## Instruction
Could you write out every line of the data below word for word, without changing anything?

[Data listing]
● ● ● ● ● ● ●

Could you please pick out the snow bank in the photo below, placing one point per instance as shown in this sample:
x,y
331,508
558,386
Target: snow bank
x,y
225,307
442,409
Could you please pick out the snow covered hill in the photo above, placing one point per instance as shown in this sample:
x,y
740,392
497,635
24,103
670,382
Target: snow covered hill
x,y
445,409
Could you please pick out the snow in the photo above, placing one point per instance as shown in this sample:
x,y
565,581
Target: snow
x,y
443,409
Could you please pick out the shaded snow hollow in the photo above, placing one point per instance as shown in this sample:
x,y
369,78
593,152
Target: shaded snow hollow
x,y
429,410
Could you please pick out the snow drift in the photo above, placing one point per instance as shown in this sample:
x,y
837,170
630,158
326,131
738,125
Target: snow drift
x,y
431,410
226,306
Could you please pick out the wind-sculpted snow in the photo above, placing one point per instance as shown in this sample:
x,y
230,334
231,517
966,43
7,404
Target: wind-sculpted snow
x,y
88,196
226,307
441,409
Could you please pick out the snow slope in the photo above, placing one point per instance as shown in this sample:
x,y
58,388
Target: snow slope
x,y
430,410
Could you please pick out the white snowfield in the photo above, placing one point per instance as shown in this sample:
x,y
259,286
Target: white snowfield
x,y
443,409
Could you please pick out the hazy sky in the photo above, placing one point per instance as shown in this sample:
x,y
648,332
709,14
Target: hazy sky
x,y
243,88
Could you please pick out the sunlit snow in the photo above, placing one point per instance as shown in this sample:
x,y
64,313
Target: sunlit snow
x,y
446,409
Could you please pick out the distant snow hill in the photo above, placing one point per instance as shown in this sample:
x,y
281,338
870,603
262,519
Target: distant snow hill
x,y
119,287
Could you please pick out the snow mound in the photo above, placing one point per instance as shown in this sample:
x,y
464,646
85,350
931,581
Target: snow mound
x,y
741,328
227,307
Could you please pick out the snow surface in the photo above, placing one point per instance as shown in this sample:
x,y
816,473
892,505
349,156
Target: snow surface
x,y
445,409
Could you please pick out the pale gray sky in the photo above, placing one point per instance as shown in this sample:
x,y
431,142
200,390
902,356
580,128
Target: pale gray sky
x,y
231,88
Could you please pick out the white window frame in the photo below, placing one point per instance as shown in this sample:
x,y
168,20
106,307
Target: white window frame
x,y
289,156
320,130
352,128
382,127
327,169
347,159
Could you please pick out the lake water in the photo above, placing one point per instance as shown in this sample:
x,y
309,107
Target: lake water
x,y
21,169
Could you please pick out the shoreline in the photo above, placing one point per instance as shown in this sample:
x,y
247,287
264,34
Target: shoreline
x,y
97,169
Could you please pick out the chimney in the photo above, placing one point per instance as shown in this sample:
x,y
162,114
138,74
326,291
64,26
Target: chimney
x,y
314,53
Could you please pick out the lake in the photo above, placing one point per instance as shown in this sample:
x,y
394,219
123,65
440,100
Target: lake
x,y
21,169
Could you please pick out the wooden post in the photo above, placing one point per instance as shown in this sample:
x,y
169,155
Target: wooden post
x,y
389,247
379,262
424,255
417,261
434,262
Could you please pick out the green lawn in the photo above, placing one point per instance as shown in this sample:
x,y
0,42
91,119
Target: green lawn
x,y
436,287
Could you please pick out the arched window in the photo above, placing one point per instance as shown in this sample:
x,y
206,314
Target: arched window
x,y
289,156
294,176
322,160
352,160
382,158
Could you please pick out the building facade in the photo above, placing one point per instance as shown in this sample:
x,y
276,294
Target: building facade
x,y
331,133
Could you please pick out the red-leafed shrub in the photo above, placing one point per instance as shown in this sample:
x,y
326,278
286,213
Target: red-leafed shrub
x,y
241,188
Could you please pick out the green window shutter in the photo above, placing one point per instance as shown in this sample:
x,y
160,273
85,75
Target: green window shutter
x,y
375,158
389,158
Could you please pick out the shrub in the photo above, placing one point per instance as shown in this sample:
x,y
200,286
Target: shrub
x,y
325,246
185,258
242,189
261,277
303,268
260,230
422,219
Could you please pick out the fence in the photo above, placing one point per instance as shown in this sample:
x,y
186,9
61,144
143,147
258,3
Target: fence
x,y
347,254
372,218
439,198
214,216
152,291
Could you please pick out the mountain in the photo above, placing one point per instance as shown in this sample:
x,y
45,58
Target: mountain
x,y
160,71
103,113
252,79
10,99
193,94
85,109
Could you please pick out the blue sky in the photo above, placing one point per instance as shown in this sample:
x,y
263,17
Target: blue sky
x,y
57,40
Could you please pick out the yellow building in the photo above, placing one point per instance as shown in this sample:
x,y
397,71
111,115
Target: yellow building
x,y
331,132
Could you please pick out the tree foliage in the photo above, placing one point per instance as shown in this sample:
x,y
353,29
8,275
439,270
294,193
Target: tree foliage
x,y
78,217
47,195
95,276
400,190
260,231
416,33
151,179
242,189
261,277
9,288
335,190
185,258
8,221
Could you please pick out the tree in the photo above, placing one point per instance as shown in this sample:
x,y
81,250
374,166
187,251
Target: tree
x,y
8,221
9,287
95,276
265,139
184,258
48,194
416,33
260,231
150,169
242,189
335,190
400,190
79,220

● ● ● ● ● ● ●

## The answer
Could you please pick out the snow bank in the photo below, placing one point per instance as shown in this sample:
x,y
331,508
558,386
Target: snow bank
x,y
225,307
442,409
Could you please pick out the snow covered hill in the photo above, placing one point per instance as shown in this sample:
x,y
740,392
497,635
24,103
670,382
Target: snow covered hill
x,y
445,409
Could you please pick out the snow in the photo above, placing one point per instance as shown in this sample:
x,y
565,581
Target: snow
x,y
443,409
Could you please pick out the shaded snow hollow in the photo above, placing one point per instance as shown in this sample:
x,y
369,78
593,152
Target: shaded snow hollow
x,y
429,410
Could you please pick out the snow drift in the photo above, placing one point per instance as shown in this sample:
x,y
837,170
630,158
326,131
738,125
Target: snow drift
x,y
431,410
226,306
Could you please pick out the wind-sculpted snow in the photo above, placing one point per instance as shown in this sample:
x,y
230,334
231,517
966,43
7,404
Target: wind-sculpted snow
x,y
88,196
226,307
441,409
Could you please pick out the snow slope in the photo above, placing one point per instance as shown in this sample:
x,y
58,388
Target: snow slope
x,y
430,410
Could you please pick out the white snowfield in the photo above, placing one point per instance as shown in this sample:
x,y
259,286
Target: white snowfield
x,y
443,409
Could you please pick out the hazy sky in the photo above, placing one point per instance as shown in this sample:
x,y
648,332
709,14
Target: hazy sky
x,y
243,88
Could you please pick out the sunlit snow in the photo above, placing one point per instance as shown in this sample:
x,y
64,313
Target: sunlit snow
x,y
446,409
Could you please pick out the distant snow hill in the photo above, placing one point per instance as shown in this sample:
x,y
281,338
870,603
262,519
Target: distant snow hill
x,y
119,287
Could you please pick out the snow mound in the photo above, placing one point per instance as shown in this sample:
x,y
464,646
85,350
931,581
Target: snow mound
x,y
741,328
227,307
Could you please pick out the snow surface in the photo above, placing one point per instance as shown in this sample:
x,y
816,473
892,505
349,156
Target: snow surface
x,y
445,409
Could you please pick out the pale gray sky in the photo above, placing one point per instance as shown in this sample:
x,y
431,142
200,390
902,356
580,128
Target: pale gray sky
x,y
231,88
Could you please pick out the white window frame in the photo below, placing one point per instance as shown in this sample:
x,y
168,20
106,307
Target: white window frame
x,y
289,156
320,130
352,128
382,127
327,169
347,159
Could you please pick out the lake water in the photo above, placing one point per instance as shown in this sample:
x,y
309,107
Target: lake water
x,y
21,169
Could you please pick out the shoreline in the photo above, placing one point per instance as shown in this sample:
x,y
247,287
264,34
Target: shoreline
x,y
97,169
Could you please pick out the chimney in the photo above, placing one point per instance as shown in this sample:
x,y
162,114
138,74
326,291
64,26
Target: chimney
x,y
314,53
Could you please pick out the lake in the photo above, placing one point per instance as shown in this sample:
x,y
394,219
123,65
440,100
Target: lake
x,y
21,169
Could you please pick out the wooden post in the photo above, placing one point per instance as shown in this sample:
x,y
169,155
Target: wooden post
x,y
389,247
379,262
424,255
417,261
434,262
Could you please pick out the green lawn in the photo above, placing one point per instance as shown in this sample:
x,y
0,42
91,119
Target: green lawn
x,y
436,287
Could you please pick out the arched window in the photo above, placing one point per instance as shown in this sample:
x,y
206,314
Target: arched window
x,y
289,156
294,176
322,160
352,160
382,158
Could you please pick out the building facade in the photo above, placing one point per instance as shown in this sample:
x,y
276,294
Target: building facade
x,y
331,133
Could you please pick out the red-leafed shrub in the photo above, placing one point per instance as shown in this sample:
x,y
326,278
286,213
Target: red-leafed shrub
x,y
241,188
Could you please pick out the green window shutter in the photo above, placing one point per instance as shown in this sample:
x,y
160,273
85,75
Target: green window shutter
x,y
375,158
389,158
Could you please pick out the shrub in the photo above, placing one point per instance as shown in this sample:
x,y
200,286
Target: shrub
x,y
325,246
185,258
242,189
261,277
303,268
260,230
422,219
Could you please pick out the fence in the photo above, placing one point per instance as shown in this sample:
x,y
186,9
61,144
143,147
258,3
Target: fence
x,y
347,254
372,218
439,198
214,216
152,291
Could you please pick out the mountain in the photo above, placing one point per instance as shown in this sample:
x,y
45,58
Target: mountain
x,y
160,71
103,113
252,79
10,99
193,94
85,109
Could you please pick out the blue sky in the photo above, placing one point per instance as shown in this sample:
x,y
263,17
Target: blue sky
x,y
57,40
Could you please pick out the yellow building in the photo above, placing one point per instance as shown in this sample:
x,y
397,71
111,115
Target: yellow building
x,y
331,132
Could you please pick out the tree foliage in the photo above, placing one point per instance as shown in this sample:
x,y
353,29
8,275
439,270
294,193
Target: tree foliage
x,y
78,217
47,195
95,276
400,190
260,231
416,33
151,179
242,189
261,277
9,288
335,190
185,258
8,221
Could you please pick out the tree in the photo above, placing one point per instance as shown in this sample:
x,y
81,250
374,166
187,251
Target: tree
x,y
8,221
9,287
95,276
265,139
184,258
48,194
416,33
260,231
150,169
242,189
335,190
400,190
79,220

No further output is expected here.